WORK TO BE COMPLETED ▸
Rewrite the data starting at the line containing "Locate the toilet seat" and ending at the last line of the data, with "drop a marker" replaced by "place a pin" and everything else unchanged.

--- START OF RECORDED INFORMATION ---

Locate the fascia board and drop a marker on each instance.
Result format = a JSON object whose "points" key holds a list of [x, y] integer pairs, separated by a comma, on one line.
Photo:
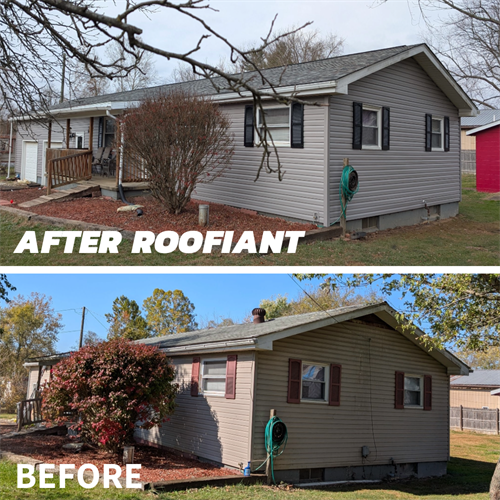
{"points": [[422, 55], [483, 127], [453, 365], [322, 323]]}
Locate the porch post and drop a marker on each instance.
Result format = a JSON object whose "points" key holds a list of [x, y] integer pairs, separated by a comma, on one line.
{"points": [[10, 147], [68, 127], [91, 141], [119, 151]]}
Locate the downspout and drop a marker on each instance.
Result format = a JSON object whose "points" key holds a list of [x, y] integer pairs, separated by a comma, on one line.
{"points": [[120, 168], [10, 148]]}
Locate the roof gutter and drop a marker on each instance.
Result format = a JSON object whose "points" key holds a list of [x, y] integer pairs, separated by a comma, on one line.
{"points": [[232, 345]]}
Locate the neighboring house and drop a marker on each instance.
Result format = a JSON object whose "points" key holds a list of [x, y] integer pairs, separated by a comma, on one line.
{"points": [[39, 372], [340, 380], [475, 391], [487, 156], [468, 142], [395, 113]]}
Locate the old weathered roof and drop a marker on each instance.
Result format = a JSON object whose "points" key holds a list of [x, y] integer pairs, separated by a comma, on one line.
{"points": [[484, 116], [486, 378], [245, 330], [262, 335]]}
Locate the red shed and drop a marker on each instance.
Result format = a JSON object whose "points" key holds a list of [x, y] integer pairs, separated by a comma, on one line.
{"points": [[487, 157]]}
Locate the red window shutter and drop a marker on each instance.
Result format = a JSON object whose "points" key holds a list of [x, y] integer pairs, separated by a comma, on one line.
{"points": [[195, 376], [335, 375], [427, 392], [231, 376], [399, 393], [294, 380]]}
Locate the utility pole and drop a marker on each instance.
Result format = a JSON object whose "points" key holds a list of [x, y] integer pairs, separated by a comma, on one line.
{"points": [[81, 329], [63, 76]]}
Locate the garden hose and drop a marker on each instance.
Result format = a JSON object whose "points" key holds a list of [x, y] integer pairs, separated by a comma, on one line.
{"points": [[276, 436], [349, 186]]}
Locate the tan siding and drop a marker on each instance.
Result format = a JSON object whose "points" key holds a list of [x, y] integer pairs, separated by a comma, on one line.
{"points": [[298, 195], [401, 178], [211, 427], [328, 436], [474, 398]]}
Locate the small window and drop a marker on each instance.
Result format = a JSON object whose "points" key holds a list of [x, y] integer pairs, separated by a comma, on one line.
{"points": [[314, 379], [413, 391], [213, 377], [371, 127], [277, 123], [437, 134]]}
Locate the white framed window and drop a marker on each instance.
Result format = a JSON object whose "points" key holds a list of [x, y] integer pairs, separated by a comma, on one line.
{"points": [[437, 134], [372, 127], [413, 395], [278, 124], [314, 386], [213, 377], [79, 141]]}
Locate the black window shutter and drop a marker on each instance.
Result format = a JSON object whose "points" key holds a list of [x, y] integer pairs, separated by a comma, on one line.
{"points": [[297, 139], [357, 125], [428, 132], [446, 133], [386, 129], [100, 132], [249, 126]]}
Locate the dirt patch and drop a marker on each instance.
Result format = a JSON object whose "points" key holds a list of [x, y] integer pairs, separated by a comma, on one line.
{"points": [[156, 219], [156, 465]]}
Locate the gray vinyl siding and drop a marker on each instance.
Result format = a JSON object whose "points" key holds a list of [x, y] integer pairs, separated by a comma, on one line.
{"points": [[332, 436], [210, 427], [299, 195], [401, 178]]}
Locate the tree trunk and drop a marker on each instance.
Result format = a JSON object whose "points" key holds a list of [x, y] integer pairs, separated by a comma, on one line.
{"points": [[495, 483]]}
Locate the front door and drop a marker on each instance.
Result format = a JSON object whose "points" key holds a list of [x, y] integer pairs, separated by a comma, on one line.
{"points": [[30, 160]]}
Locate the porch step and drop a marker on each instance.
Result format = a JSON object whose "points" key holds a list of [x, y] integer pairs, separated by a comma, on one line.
{"points": [[61, 194]]}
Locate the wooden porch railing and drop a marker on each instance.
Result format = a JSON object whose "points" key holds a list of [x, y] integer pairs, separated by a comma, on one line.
{"points": [[64, 166], [29, 411]]}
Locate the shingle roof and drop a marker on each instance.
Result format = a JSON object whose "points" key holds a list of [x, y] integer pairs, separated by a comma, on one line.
{"points": [[245, 330], [489, 378], [298, 74], [484, 116]]}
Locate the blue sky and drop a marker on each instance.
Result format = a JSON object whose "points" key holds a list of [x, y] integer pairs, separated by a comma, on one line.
{"points": [[214, 295], [364, 24]]}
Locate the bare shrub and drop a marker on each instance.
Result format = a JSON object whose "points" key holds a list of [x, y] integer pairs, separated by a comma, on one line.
{"points": [[183, 141]]}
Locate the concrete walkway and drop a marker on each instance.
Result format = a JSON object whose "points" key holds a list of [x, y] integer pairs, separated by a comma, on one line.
{"points": [[74, 192]]}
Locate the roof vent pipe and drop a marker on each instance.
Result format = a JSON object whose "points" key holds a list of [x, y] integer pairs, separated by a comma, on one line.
{"points": [[258, 315]]}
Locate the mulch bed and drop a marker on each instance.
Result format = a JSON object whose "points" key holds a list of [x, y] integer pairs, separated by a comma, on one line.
{"points": [[20, 195], [155, 218], [156, 465]]}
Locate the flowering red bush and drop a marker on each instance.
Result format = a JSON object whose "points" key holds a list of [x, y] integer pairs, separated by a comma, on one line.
{"points": [[114, 387]]}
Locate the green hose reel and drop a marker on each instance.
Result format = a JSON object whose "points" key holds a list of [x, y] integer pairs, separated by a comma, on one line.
{"points": [[276, 437]]}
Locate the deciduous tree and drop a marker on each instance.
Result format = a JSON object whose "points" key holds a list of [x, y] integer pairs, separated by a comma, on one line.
{"points": [[114, 387], [169, 312], [182, 140], [126, 320]]}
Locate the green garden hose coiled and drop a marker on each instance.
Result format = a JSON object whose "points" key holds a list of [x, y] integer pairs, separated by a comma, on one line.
{"points": [[276, 436], [349, 186]]}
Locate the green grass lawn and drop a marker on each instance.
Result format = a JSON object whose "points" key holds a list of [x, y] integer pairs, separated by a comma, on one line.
{"points": [[469, 473], [472, 238]]}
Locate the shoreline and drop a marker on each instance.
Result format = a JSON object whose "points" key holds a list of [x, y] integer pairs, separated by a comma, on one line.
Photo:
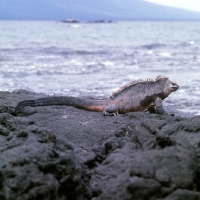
{"points": [[61, 152]]}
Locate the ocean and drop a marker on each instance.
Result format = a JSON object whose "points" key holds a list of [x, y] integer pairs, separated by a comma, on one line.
{"points": [[95, 59]]}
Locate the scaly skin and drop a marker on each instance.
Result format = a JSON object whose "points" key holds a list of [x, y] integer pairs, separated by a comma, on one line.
{"points": [[136, 96]]}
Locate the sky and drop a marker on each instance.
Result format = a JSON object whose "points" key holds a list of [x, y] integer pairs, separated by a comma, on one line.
{"points": [[193, 5]]}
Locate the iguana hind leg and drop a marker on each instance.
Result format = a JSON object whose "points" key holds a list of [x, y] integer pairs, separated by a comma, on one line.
{"points": [[157, 108], [110, 110]]}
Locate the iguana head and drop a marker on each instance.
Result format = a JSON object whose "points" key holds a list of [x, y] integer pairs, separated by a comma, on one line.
{"points": [[169, 87]]}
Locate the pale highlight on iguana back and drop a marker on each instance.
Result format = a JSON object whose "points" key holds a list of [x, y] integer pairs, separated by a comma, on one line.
{"points": [[135, 82]]}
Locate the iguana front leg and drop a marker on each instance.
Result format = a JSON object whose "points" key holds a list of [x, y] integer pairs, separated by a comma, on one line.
{"points": [[157, 108], [110, 110]]}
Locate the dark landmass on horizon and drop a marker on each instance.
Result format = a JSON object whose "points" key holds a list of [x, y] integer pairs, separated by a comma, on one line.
{"points": [[91, 10]]}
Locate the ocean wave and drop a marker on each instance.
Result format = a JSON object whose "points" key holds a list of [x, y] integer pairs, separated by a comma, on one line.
{"points": [[153, 46]]}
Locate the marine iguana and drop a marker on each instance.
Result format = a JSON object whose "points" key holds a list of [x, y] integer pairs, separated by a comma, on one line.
{"points": [[135, 96]]}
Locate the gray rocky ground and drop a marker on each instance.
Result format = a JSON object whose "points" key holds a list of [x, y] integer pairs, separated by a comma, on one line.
{"points": [[61, 152]]}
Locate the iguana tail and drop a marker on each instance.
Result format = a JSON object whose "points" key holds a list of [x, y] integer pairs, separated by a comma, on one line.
{"points": [[87, 104]]}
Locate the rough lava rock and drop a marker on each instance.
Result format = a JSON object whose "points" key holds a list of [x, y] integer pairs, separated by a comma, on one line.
{"points": [[61, 152]]}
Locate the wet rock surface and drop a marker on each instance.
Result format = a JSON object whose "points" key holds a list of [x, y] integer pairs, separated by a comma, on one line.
{"points": [[61, 152]]}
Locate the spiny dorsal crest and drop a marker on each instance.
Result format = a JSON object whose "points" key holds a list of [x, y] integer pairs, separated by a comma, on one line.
{"points": [[135, 82]]}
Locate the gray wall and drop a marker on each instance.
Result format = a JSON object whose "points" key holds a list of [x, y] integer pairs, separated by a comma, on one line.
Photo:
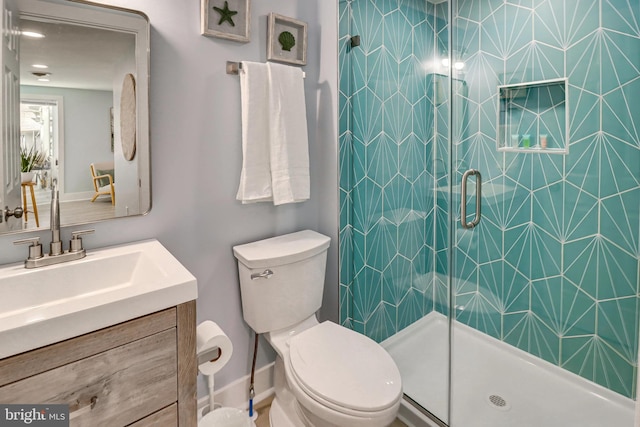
{"points": [[196, 158]]}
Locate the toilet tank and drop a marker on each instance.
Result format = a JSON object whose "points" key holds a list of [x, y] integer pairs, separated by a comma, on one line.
{"points": [[291, 290]]}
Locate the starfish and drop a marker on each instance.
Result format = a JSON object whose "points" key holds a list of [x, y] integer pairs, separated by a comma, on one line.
{"points": [[226, 14]]}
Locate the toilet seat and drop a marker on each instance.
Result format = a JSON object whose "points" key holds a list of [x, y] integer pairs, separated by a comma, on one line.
{"points": [[344, 370]]}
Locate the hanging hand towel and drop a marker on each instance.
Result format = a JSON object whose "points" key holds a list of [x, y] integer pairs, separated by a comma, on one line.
{"points": [[255, 178], [289, 145]]}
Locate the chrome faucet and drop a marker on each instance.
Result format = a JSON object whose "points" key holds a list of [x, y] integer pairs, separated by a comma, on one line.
{"points": [[56, 253]]}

--- END OF RECORDED INFORMATION ---

SOLVED PROBLEM ▸
Locate the toilet seat and place a pin on each instance.
Result format = a JSON object whose "points" key holds a list of [x, y] integer pairs, separated by a comma, on one line.
{"points": [[344, 370]]}
Locate the hanging hand towel and place a pin on each instance.
Result format = a JSON object whose "points" key holds a list of [x, y] integer pairs, separated by a comma, on one line.
{"points": [[255, 178], [289, 145]]}
Locate the chrome faucet and place a pin on each instance.
Result format = a JSON object whose "points" key holds a list of [x, y] integer pairs, separated by a comma, on one line.
{"points": [[56, 253]]}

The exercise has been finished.